[Start of section]

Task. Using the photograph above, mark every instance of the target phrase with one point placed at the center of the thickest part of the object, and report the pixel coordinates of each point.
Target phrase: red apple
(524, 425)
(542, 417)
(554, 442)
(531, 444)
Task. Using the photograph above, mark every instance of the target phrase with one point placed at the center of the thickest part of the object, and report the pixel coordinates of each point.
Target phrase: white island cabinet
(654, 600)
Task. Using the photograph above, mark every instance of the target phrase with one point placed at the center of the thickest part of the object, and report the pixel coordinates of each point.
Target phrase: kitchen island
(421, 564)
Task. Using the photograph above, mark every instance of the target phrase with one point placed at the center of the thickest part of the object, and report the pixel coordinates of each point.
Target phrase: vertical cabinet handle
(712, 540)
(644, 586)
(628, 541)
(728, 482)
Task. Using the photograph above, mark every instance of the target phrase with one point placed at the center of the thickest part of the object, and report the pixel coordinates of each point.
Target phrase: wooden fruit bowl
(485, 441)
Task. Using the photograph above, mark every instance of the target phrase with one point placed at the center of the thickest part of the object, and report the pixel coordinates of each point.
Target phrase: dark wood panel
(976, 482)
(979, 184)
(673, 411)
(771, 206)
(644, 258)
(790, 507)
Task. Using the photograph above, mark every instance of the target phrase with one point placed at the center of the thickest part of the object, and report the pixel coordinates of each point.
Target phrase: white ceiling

[End of section]

§ **PROBLEM DETAILS**: Line by line, transcribe the material above without leaving anything out.

§ **REPLY TO THE TASK**:
Task. Using the photograph above, mark every instance of the target phrase with one point placed at the center of the thickest part of the object, and report the pixel coordinates of each point.
Target phrase: red apple
(524, 425)
(542, 417)
(554, 442)
(531, 444)
Task. Using the photograph above, mark every instance of the target phrase with one point placed at the center of the thickest part of the object, and report the pixel coordinates of each point.
Target phrase: white island cabinet
(654, 600)
Task. Using the photograph above, mark every instance of the target phrase with one point placed at the center of the thickest part of the object, and report the pixel coordinates of each point.
Target phrase: kitchen island
(421, 564)
Task. Using the photograph above, mark every instance of the target phrase with one point placed at the center of the thickest part of the object, and report the pixel coordinates of each point.
Target phrase: vertical cabinet handle
(712, 540)
(644, 586)
(628, 541)
(728, 482)
Task. Using the photograph above, mark every instance of the target phrase with one point placed at the center of the thickest part of the object, and report the pixel coordinates of each point.
Target phrase: wooden fruit bowl
(485, 441)
Task. Using the photograph above, mark every instance of the target phrase with one point placed at the center of the thickest part of the object, and report the pixel coordinates of each point.
Target phrase: dark wood panel
(976, 482)
(979, 184)
(673, 411)
(771, 206)
(644, 258)
(790, 507)
Task. Using the photograph above, mark every instance of the target phrase with one point placed at the center of the thickest part of the object, and report the pixel coordinates of each point.
Target phrase: white ceiling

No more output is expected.